§ What is needed: Reproduce all of the records below word for word, omitting the pictures.

§ Data for this exercise:
+ + + + +

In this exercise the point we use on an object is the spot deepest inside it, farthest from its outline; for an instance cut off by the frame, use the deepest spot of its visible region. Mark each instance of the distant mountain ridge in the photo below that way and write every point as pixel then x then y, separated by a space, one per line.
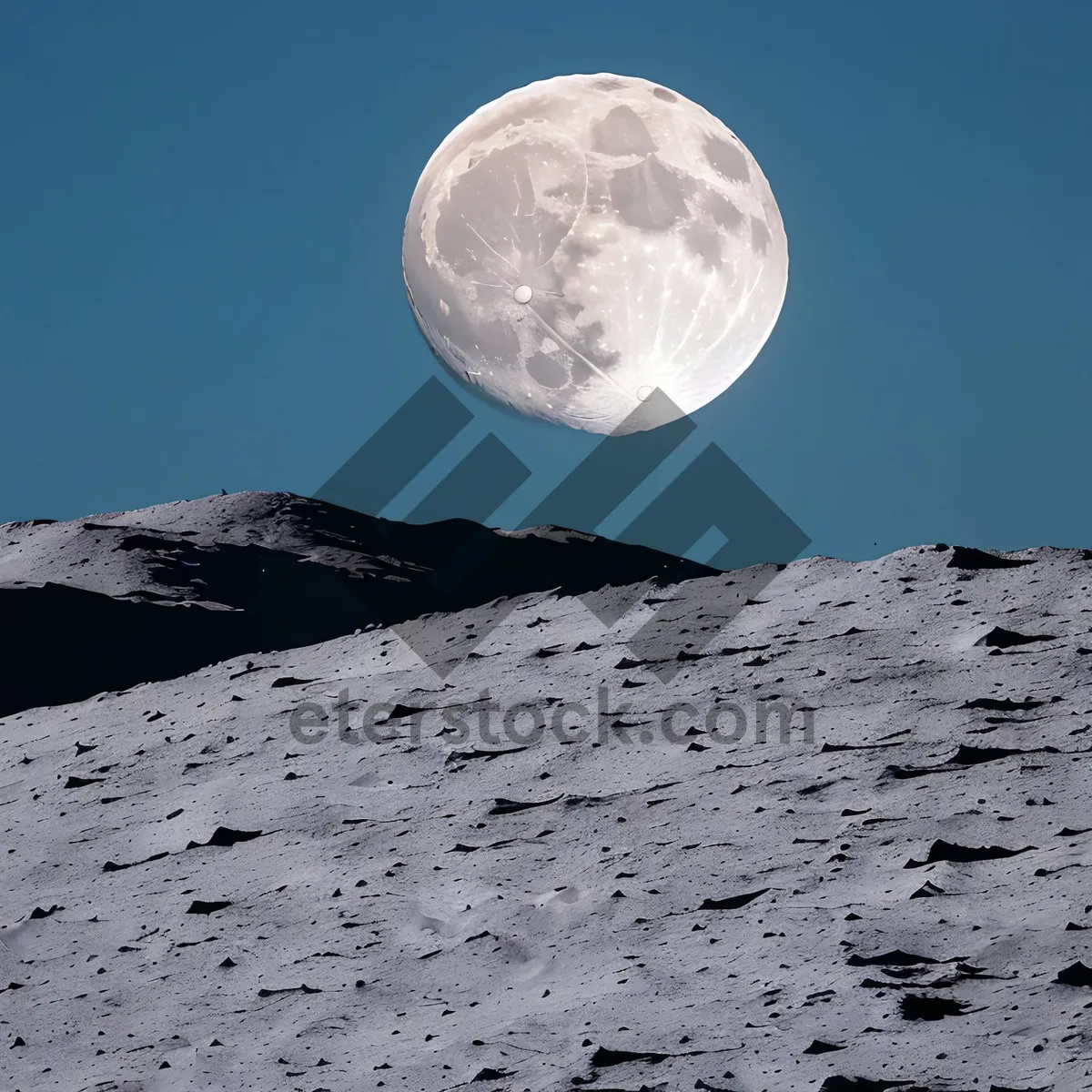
pixel 115 600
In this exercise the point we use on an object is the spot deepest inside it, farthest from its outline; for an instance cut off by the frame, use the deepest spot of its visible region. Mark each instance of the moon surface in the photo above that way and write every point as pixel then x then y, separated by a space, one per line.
pixel 584 240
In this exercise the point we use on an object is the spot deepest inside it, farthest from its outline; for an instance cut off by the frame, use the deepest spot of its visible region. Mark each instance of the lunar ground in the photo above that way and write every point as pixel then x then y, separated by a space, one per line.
pixel 581 241
pixel 888 895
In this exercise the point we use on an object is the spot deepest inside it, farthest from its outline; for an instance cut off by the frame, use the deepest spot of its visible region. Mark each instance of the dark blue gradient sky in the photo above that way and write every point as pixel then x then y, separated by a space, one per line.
pixel 201 208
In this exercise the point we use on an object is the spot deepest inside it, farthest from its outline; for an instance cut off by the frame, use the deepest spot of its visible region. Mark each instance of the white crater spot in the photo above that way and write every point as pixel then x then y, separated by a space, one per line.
pixel 637 233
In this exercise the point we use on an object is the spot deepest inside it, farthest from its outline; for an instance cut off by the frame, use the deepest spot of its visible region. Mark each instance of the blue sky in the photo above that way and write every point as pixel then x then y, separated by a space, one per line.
pixel 201 212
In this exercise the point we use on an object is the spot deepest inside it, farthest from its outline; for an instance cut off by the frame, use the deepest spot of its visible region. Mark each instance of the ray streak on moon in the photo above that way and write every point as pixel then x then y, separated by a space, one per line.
pixel 710 281
pixel 580 355
pixel 609 192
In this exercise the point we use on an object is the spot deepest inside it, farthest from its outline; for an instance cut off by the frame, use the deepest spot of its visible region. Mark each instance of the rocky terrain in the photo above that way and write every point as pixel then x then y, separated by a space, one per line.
pixel 823 827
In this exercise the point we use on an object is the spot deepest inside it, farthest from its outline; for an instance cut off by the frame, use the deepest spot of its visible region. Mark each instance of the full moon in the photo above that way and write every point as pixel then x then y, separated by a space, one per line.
pixel 582 241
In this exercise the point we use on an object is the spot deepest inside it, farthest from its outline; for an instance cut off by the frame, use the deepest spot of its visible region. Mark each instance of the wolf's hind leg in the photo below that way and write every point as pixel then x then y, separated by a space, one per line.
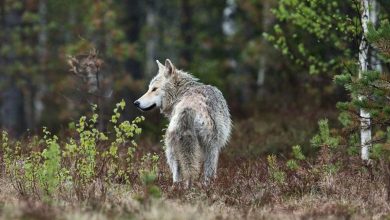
pixel 173 164
pixel 210 164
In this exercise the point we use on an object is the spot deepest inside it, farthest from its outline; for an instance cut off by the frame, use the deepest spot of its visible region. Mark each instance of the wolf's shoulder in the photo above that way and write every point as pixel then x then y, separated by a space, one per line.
pixel 204 90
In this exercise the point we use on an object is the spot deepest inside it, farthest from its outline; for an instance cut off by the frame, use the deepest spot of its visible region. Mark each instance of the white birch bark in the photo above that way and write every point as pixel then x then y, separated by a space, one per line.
pixel 365 121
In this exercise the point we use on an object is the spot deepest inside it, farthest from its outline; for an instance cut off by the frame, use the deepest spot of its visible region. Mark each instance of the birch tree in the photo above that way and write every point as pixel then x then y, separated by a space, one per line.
pixel 365 130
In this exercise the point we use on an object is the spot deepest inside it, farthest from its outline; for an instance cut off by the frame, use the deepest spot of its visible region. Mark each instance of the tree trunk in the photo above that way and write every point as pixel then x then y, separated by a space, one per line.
pixel 12 116
pixel 185 30
pixel 151 43
pixel 267 21
pixel 365 121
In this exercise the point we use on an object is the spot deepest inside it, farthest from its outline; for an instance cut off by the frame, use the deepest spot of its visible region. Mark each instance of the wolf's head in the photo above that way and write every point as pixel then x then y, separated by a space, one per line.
pixel 157 92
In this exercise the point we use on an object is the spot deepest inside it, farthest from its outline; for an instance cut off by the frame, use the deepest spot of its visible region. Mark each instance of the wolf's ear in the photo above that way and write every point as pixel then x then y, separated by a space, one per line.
pixel 160 66
pixel 170 68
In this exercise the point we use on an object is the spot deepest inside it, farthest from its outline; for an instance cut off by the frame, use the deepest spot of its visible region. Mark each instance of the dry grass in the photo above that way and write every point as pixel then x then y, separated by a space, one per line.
pixel 240 192
pixel 243 190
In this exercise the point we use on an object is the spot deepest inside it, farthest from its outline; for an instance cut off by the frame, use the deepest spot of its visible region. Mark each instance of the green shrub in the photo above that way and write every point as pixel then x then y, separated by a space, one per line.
pixel 75 166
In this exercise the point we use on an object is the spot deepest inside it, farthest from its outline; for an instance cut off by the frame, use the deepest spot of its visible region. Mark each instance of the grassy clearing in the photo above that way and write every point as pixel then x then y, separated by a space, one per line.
pixel 328 184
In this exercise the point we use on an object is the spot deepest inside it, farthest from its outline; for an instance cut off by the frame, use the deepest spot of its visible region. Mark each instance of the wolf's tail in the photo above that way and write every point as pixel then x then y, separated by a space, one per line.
pixel 186 145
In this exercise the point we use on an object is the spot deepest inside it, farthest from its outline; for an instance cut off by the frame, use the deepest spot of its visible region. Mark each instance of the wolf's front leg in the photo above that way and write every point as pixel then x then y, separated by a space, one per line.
pixel 173 164
pixel 210 164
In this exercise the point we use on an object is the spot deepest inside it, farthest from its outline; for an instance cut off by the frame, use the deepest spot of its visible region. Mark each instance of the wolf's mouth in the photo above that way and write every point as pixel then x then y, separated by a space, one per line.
pixel 148 108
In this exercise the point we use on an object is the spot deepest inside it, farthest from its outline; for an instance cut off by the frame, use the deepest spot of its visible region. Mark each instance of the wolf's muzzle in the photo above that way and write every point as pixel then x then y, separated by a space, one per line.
pixel 138 105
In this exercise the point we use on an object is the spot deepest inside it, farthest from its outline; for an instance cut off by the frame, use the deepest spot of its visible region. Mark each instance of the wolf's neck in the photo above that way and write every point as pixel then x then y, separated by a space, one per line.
pixel 176 91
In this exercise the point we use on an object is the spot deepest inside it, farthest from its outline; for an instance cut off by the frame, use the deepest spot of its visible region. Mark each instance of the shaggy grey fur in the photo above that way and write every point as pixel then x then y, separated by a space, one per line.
pixel 199 124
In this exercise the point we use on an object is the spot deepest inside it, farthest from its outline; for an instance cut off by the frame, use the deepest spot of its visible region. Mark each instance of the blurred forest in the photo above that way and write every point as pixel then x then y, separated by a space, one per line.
pixel 307 83
pixel 270 65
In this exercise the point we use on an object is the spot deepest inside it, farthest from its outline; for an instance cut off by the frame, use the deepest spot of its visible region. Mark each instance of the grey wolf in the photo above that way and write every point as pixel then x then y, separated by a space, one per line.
pixel 199 121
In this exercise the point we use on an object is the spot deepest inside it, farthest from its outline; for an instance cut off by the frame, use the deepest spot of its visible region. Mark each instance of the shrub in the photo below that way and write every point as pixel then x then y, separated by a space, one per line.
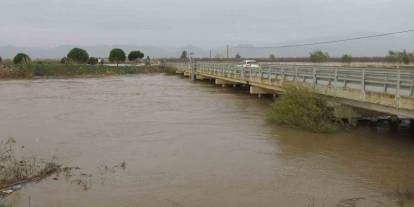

+ + + + +

§ Task response:
In this exercise the point we use on an object is the spot deepest inside it, farthest from its outline; for an instance cut off by the frame, use the deepest spot of its visible region. Mark each instance of the distant mountain ridge in the photo below that way and write every point as pixel then x then y, separated by a space, one per line.
pixel 115 600
In this exercise the point we use on an object is the spot deepest inside it, farthest from its outline; for an instance cut off by the frame, use the deepest spot of its visible region. Mark each instance of the moon surface in the photo above that way and write every point as pixel then x then y, separated by a space, one per line.
pixel 584 240
In this exercise the point we use on an object is the spot deepest inside it, farthest from its outline; for an instance cut off by the frame, use the deepest spot of its visible region. Mark each instance of the lunar ground in the photo above that way and write every point as pixel then x then y, separated by a space, one per line.
pixel 581 241
pixel 888 895
In this exercise the point we use on an object is the spot deepest inside it, farthest from its outline; for an instance cut off by the frame, use the deepest spot of its visible region. Mark each instance of the dark blue gradient sky in the photo above that way and write every point as pixel then x then y, separated by a space, one per line.
pixel 201 208
In this exercise the point we use on an object is the spot deepest inside it, farthest from its outline; for an instance cut off by the frame, use the deepest spot of its visible region. Mark each instance of the white crater spot in the photo above that way and write every point as pixel then x then y, separated by a space, one per line.
pixel 637 233
In this exercise the point we use on an object is the spot deepest inside it, farthest from its outline; for an instance cut off by the frame, use the deepest spot of its visible region. Mark each instance of the blue sky in the photo above that way and write every point as pixel then x then y, separated by a space, one per line.
pixel 201 212
In this exercise the point we use on an object is the spot deepest inside it, farthest from its outline; for an instance cut off by the frame, use the deepest spot of its visible region. Mark each instance of the ray streak on moon in the photo above that way and write every point as pixel then x then y, separated by a space, one per line.
pixel 710 281
pixel 580 355
pixel 609 192
In this exercise the point we use on an object is the spot deepest inside it, farthest from its outline; for an instance cut off by the frame, use the deepest spot of its visible region. Mark each instance of the rocky terrain in the photo above that way and write every point as pixel then x then y, separated by a space, one per line.
pixel 823 827
In this exercise the point we use on an object is the spot deepest inside it, farthest from its outline; for an instance cut off by the frame, use the deepest spot of its visible region. Mark each instance of the full moon in the photo above that way and write every point as pixel then x then y, separated by a space, one per line.
pixel 582 241
In this exercise the point we use on an object is the spot deepest inside it, farthest from its outline; for an instance cut off by the frame, use the deepest spot of its visible region. Mark each instance of the wolf's hind leg in the photo below that way and write every point as pixel then x then y, separated by a space, one per line.
pixel 173 164
pixel 210 164
In this exercise the point we use on an object is the spot deepest inside it, farthest from its outline; for an instance cut off by the frame, use the deepest spot of its visible region. Mark each instance of the wolf's shoulder in the photo above that way and write every point as pixel then x then y, separated by a space, one per line.
pixel 204 90
In this exercise the point we use on an object is the spot deepest inside it, farthest from its outline; for an instance cut off by the frame, use the deepest spot of its visible region. Mark each instance of the white birch bark in the photo above that way and write every point as pixel then x then y, separated by a space, one per line.
pixel 365 121
In this exercise the point we use on an object is the spot deepest inside it, farthest from its outline; for an instance cut off by the frame, use the deepest spot of its visible region. Mark each instance of the birch tree in the photo above that way and write every point as pixel then x then y, separated by a space, one per line.
pixel 365 130
In this exercise the point we use on an object is the spot deepest inside it, farthest from its outline; for an instance cut off by the frame, use the deepest spot of its visible region. Mark each instance of the tree trunk in the photo above that way and write every point as pixel then x then y, separated by a space, one per line.
pixel 12 116
pixel 185 30
pixel 151 43
pixel 267 21
pixel 365 121
In this exercise the point we use on an object is the spot deepest inside it, farthest from its outline; for an instance cut off by the frame, use the deepest spot of its visible region. Mark each instance of the wolf's head in the photo above that way and write every point as pixel then x then y, separated by a space, one per line.
pixel 157 92
In this exercise the point we use on an object is the spot deepest inside it, farthest from its outline; for an instance cut off by the frame, use the deepest spot of its visible region. Mark each instance of the wolf's ear in the photo above that way and write every point as pixel then x then y, separated by a space, one per line.
pixel 160 66
pixel 170 68
In this exercise the point we use on an object is the spot deepest inside it, farthest from its outline; for an instance cut off by the frame, use the deepest spot of its visible region. Mark each instance of the dry grass in the photo above that way and write every point as pixel then x then y, separated by a space, one per line.
pixel 240 192
pixel 243 190
In this exercise the point we use on an object is the spot deepest inside it, farthest from its outline; for an instance cut off by the frame, use the deepest spot of its visible region. Mark each instance of the green shrub in the photo above that way and write every point as pixel then x then y, separated by a space, one per line.
pixel 75 166
In this exercise the point we use on an object is the spot deepest inside it, farthest from its outline; for an instance cut off by the frame, use the deepest spot of its visible region. Mark each instance of the grassy clearing in the photo above that way and write every point as pixel then x then y, separated by a space, one per line.
pixel 328 184
In this exercise the point we use on an object is the spot deepest inside it, farthest from its outline; for an instance cut off by the frame, use the deepest spot of its visible region. Mark each instance of the wolf's tail in the photo above that way and write every point as pixel then x then y, separated by a space, one per line.
pixel 186 145
In this exercise the point we use on an object is the spot deepest inside it, farthest from its outline; for an instance cut off by the frame, use the deepest spot of its visible region. Mark each instance of the wolf's front leg in the photo above that way and write every point as pixel then x then y, separated by a space, one per line.
pixel 173 164
pixel 210 164
In this exercise the point we use on an object is the spot deepest inside it, farthest from its outline; for an instance cut off by the frame, use the deepest spot of its visible region. Mark each instance of the wolf's mouth in the photo above that way and write every point as pixel then x then y, separated by a space, one per line.
pixel 148 108
In this exercise the point we use on an object is the spot deepest inside it, farthest from its outline; for an instance cut off by the frame, use the deepest spot of its visible region. Mark each instance of the wolf's muzzle in the photo above that way and write every point as pixel then x then y, separated by a space, one per line.
pixel 138 105
In this exercise the point we use on an object is the spot deepest inside it, farthest from its outline; for an instance cut off by the frame, use the deepest spot of its visible region. Mark each instance of the wolf's neck in the photo above that way and write every point as pixel then x then y, separated by a space, one per line.
pixel 176 91
In this exercise the point we use on an object is the spot deepest inside it, farthest from its outline; for an instance cut off by the frame, use the deepest spot of its visible region. Mark each instance of the shaggy grey fur in the photo above that way and write every point as pixel then x then y, separated by a space, one per line.
pixel 199 124
In this exercise the point we use on an object is the spot deepest inside it, farthest from its outline; for an instance cut off by the frame, use the deepest spot of its visible region. Mark each instance of the blurred forest in the photo above that way and write every point as pixel then x then y, separated by a space, one per line.
pixel 307 83
pixel 270 65
In this exercise the point we use on an object is the spot deepest inside it, farthest from its outline; for an instance cut off by the frame, use the deepest spot of its visible region. Mark each instance of the grey wolf in the photo above that way and write every point as pixel then x then y, separated by a space, one per line.
pixel 199 121
In this exercise the point we use on an object is the spot deepest inside it, farthest from its outline; for an instance cut off by the frame, use the deepest spot of its visible region. Mark each instance of the shrub in the photo below that way and write every point as pixel then x then y, separated by a space, one per line.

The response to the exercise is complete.